GIVEN TEXT Block Start

Sequences are nice, but they aren't shapes.

To understand a protein, determining its amino acid sequence is a mere first step. Next comes the determination of its structure and, even more complicated, how the protein folds into that structure after coming off the production machinery as a line of amino acids.

Getting that information at the atomic level is, at that point, the proverbial needle-in-a-haystack problem: Even a relatively short peptide will have several hundred atoms, and each of those atoms will have several possible states. Nor is there one true path to protein folding, since most proteins can get to their end conformation via a number of different pathways, meaning that the total possible number of states of a peptide is nearly infinite.

Part of the problem is that the folding trajectory cannot necessarily be broken down into parallel problems. There are approaches that model protein folding 10 nanoseconds at a time and try to string together a number of short modeling results into one longer complete folding sequence. But because there are multiple ways for proteins to fold, not every intermediate state leads to the completed proteins.

"Say you have something to do that will take you three hours," Eugene Shakhnovich told BioWorld Today. "Even if you set a thousand people to work on it for a minute each, if you need to go through one step to get to the next, at the end you will not have accomplished the same thing."

In the Nov. 21, 2006, edition of the Proceedings of the National Academy of Sciences, Shakhnovich, a professor of chemistry at Harvard University, and his colleagues reported on a way to overcome the limitations and predict a full folding pathway.

The researchers used a computational model to generate thousands of possible intermediate states in the folding of a peptide known as the engrailed homeodomain. They then clustered those states into structurally similar groups, and developed a concept of flux to determine which states represent part of the road most often traveled by the peptide as it folds. "Most trajectories pass through high-flux clusters," Shakhnovich said, while low-flux clusters essentially see much less traffic.

"High-flux clusters are milestones," Shakhnovich said, "and low-flux clusters are detours. That's the essence" of the clustering approach.

Shakhnovich said that the approach could turn out to be useful for drug development in two ways. For one thing, there is the obvious potential to model drug targets. But additionally, he said, "this method can account for protein motion upon interaction with a drug," meaning it can be used to predict protein/small-molecule interactions. Shakhnovich said that Vitae Pharmaceuticals, where he sits on the scientific advisory board, uses "similar concepts," though not the exact methods or algorithms that the PNAS paper reported on.

Another recent paper, in the Nov. 10, 2006, issue of Science, reported on solving a similar folding problem for nucleic acids. There the authors, who hail from Stanford University, used direct measurements of the energy states of RNA hairpin molecules to determine the "Full, Sequence-Dependent Folding Landscape Of A Nucleic Acid," as they put it in their title. Shakhnovich called his colleagues' approach "ingenious," but noted that such an approach would not work for proteins.

"Nucleic acids fold by very different mechanisms," he said.

GIVEN TEXT Block End
THE DATA Block Start

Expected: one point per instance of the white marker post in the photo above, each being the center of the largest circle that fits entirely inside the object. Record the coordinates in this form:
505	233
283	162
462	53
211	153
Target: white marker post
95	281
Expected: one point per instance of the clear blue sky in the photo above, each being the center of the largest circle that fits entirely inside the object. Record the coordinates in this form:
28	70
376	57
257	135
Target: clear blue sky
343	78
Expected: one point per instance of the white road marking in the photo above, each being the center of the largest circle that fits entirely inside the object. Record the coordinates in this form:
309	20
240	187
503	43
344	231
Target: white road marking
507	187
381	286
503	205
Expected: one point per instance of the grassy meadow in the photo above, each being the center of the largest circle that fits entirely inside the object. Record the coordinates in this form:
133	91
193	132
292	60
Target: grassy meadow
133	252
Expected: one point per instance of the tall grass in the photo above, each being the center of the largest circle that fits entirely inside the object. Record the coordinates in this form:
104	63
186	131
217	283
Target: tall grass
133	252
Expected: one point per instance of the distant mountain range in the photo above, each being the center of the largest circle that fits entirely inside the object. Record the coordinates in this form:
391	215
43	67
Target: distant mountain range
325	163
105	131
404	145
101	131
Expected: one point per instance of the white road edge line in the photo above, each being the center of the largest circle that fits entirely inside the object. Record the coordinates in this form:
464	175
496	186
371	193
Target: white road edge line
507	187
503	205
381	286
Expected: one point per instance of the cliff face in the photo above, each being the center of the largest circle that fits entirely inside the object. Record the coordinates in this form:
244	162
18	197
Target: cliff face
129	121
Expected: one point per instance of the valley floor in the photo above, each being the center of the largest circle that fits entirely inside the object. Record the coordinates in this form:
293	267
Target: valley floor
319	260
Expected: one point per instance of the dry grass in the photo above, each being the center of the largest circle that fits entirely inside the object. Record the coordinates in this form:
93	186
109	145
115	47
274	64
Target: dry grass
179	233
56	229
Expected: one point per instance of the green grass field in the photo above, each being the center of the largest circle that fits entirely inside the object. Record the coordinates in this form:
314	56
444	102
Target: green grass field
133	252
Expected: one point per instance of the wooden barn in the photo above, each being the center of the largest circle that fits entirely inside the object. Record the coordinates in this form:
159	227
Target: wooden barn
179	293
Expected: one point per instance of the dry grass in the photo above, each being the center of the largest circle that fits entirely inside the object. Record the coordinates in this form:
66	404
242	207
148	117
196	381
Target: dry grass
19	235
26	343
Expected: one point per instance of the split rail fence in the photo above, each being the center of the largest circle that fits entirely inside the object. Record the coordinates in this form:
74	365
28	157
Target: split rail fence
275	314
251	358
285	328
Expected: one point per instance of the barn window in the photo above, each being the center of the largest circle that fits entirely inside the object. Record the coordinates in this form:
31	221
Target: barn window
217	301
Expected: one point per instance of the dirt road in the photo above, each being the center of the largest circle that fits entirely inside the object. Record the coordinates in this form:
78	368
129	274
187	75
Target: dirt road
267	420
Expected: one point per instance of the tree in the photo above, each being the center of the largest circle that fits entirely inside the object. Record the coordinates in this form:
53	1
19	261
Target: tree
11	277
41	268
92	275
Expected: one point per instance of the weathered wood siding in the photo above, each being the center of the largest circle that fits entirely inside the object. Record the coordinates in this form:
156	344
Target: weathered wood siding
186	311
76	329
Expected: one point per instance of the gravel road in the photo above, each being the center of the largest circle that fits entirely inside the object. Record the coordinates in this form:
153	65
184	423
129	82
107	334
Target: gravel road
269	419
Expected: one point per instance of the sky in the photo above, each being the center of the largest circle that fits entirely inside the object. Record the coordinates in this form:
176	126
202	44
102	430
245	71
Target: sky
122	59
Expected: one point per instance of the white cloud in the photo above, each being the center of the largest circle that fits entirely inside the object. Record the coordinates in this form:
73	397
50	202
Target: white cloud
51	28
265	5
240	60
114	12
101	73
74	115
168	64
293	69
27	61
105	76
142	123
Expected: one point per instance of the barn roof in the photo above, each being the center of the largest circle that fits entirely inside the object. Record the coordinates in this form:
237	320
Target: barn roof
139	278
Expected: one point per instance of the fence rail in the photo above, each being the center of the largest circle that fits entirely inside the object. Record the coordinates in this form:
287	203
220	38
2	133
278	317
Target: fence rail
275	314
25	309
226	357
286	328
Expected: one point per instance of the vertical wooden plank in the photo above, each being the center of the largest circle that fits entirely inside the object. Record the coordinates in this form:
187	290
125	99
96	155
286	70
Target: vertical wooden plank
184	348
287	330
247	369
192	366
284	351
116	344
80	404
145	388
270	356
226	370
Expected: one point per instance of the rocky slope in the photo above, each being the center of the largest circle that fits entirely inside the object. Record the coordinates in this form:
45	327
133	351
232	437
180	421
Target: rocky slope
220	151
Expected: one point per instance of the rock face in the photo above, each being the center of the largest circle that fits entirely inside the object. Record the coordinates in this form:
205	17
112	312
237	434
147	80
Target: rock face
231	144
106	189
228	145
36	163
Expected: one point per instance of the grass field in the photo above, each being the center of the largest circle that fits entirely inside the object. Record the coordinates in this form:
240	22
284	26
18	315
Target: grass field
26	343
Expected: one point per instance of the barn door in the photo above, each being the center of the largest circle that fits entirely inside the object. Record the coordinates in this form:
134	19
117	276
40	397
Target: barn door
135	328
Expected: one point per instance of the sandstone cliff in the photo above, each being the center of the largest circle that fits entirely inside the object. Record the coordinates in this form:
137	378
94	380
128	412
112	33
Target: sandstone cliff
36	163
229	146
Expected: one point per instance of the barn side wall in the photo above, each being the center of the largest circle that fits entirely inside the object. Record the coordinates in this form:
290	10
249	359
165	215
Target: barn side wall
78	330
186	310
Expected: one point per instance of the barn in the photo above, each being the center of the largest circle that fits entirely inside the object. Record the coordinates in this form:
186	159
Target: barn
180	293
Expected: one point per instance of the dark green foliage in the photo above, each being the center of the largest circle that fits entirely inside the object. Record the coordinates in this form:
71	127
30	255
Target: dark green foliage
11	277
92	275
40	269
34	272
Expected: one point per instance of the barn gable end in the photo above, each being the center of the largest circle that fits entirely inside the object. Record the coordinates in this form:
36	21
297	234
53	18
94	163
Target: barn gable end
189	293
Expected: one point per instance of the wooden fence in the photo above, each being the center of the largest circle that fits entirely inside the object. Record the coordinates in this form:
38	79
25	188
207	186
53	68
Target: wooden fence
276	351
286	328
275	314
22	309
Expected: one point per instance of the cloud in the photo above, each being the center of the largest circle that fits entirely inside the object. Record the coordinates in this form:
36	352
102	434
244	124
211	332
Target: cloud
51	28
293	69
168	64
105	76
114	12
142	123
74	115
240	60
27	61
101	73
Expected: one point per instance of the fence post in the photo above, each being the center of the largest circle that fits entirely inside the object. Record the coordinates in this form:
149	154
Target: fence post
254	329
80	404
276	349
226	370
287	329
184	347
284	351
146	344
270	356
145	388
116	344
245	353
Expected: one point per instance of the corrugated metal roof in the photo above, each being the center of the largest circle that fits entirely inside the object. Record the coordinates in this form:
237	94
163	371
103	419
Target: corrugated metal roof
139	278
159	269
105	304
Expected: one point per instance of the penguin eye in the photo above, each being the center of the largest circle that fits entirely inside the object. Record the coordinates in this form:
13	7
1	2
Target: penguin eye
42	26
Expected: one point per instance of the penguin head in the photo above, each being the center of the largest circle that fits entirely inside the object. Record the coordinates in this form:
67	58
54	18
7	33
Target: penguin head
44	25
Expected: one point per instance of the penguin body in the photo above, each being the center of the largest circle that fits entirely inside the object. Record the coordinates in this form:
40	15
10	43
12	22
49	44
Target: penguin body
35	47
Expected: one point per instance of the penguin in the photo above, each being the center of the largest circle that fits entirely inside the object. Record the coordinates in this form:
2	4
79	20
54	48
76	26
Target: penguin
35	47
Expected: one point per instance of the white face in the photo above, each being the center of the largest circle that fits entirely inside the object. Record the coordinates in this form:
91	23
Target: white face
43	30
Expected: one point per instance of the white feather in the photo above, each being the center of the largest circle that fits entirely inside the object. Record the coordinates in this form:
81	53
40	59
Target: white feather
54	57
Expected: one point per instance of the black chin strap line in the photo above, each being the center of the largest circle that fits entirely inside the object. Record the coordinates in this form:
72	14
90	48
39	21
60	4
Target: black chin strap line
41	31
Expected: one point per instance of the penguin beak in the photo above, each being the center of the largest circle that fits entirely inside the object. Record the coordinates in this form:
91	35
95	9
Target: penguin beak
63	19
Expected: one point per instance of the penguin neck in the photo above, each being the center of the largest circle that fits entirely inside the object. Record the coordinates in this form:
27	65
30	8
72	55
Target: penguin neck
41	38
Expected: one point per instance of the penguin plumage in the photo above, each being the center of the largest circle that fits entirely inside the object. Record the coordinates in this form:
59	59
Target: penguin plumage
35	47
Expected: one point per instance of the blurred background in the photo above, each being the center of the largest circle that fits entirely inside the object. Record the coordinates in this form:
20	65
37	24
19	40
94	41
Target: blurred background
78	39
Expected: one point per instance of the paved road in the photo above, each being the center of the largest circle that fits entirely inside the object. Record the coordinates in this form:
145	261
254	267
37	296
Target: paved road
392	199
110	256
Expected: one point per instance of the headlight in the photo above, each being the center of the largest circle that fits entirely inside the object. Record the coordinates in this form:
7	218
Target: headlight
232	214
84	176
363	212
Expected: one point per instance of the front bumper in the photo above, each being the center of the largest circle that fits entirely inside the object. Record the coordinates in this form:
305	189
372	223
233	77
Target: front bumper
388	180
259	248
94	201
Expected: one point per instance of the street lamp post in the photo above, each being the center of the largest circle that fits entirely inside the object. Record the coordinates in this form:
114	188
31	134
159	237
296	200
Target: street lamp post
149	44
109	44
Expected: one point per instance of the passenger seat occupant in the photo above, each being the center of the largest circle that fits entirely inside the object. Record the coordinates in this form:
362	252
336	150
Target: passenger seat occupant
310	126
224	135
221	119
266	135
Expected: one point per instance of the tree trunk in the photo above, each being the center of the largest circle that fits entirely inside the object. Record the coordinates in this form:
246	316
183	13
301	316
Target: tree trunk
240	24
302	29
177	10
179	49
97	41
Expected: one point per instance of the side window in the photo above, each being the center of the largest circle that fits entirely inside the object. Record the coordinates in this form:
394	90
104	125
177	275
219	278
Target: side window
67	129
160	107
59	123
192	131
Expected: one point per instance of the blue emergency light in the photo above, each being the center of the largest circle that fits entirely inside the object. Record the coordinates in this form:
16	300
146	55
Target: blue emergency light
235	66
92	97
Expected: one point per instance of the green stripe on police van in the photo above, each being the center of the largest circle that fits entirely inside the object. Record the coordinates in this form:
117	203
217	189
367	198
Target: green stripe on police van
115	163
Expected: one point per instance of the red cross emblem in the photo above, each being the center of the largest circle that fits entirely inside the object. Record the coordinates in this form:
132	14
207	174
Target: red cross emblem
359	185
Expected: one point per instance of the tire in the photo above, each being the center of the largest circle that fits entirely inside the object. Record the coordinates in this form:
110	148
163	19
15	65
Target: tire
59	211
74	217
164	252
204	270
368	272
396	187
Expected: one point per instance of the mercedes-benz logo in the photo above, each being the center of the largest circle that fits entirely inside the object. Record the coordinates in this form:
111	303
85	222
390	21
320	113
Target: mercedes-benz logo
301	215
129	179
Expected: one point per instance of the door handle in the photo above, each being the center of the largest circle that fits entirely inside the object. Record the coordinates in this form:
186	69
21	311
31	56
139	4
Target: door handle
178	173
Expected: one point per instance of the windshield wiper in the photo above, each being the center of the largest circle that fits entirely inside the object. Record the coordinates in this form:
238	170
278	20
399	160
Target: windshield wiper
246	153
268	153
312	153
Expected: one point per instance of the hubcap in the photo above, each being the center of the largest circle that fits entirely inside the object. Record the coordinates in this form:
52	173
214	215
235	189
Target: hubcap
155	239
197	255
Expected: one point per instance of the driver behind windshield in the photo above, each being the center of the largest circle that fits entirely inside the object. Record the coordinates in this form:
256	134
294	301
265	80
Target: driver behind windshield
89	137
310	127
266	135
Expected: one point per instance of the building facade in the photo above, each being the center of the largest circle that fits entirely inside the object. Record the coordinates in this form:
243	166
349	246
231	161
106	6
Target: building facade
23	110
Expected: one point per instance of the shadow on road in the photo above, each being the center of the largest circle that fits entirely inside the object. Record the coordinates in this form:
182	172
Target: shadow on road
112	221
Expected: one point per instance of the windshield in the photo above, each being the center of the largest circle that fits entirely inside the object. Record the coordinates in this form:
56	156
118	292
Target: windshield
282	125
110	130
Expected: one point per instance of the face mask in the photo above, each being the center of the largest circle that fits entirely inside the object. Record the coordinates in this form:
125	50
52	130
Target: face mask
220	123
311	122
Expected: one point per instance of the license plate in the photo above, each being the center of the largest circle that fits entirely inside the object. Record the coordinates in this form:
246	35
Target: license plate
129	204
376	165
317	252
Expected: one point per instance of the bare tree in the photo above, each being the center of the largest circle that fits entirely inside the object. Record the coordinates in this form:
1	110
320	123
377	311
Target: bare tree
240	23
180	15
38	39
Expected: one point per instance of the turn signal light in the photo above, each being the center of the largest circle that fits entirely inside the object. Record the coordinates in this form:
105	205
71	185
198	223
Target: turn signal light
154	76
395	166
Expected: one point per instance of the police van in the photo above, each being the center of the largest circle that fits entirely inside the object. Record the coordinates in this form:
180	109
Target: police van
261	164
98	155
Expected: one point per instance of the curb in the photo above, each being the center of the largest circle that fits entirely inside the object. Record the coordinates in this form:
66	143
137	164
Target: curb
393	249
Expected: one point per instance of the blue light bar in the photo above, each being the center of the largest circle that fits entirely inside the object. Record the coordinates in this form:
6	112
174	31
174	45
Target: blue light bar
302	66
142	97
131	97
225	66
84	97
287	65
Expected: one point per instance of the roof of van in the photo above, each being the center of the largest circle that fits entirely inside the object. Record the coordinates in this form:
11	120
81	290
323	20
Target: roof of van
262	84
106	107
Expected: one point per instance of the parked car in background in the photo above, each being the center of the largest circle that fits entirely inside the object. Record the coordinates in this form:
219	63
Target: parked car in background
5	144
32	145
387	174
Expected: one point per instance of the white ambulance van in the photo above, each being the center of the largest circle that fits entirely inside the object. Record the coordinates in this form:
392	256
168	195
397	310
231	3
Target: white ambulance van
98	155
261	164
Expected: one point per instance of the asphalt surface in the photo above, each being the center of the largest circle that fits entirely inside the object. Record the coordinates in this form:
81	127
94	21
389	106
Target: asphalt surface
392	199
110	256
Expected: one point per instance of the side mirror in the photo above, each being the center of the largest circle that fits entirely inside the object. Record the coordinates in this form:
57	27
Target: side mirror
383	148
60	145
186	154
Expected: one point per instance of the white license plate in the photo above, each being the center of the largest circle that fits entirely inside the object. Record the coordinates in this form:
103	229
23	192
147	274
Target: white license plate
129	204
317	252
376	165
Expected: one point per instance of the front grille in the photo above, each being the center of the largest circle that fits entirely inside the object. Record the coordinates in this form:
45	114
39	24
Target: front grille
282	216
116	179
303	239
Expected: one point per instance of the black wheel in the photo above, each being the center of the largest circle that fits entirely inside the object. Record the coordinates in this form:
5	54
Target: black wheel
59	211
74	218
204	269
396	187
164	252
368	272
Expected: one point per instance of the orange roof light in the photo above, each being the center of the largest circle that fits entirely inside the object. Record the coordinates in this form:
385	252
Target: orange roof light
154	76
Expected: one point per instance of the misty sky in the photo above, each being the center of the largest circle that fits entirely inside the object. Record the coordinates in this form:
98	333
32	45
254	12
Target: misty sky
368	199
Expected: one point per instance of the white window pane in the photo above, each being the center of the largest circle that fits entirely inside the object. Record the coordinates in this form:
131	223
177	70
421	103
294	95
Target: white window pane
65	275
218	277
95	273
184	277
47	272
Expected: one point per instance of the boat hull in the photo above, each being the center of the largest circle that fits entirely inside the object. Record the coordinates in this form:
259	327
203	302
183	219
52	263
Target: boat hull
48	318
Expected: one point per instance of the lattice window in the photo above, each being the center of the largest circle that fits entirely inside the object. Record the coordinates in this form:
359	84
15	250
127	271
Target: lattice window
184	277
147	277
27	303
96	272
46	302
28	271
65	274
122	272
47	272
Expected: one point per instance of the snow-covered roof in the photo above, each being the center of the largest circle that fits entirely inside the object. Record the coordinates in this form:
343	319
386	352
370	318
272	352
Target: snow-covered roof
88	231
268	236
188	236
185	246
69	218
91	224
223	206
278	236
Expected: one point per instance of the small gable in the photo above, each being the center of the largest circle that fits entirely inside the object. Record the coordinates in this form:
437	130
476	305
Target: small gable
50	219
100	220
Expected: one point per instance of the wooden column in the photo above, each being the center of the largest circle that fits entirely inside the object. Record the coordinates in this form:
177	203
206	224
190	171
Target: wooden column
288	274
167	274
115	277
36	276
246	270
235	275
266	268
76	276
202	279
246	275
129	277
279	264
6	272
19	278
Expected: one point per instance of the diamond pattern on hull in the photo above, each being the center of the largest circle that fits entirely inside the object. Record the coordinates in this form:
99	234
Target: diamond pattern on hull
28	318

THE DATA Block End

• [AIM OF THE EXERCISE]: Output the portion of the protein-folding text starting at "To understand a" and ending at "of amino acids.", reproducing it word for word.

• [EXERCISE RESPONSE]:
To understand a protein, determining its amino acid sequence is a mere first step. Next comes the determination of its structure and, even more complicated, how the protein folds into that structure after coming off the production machinery as a line of amino acids.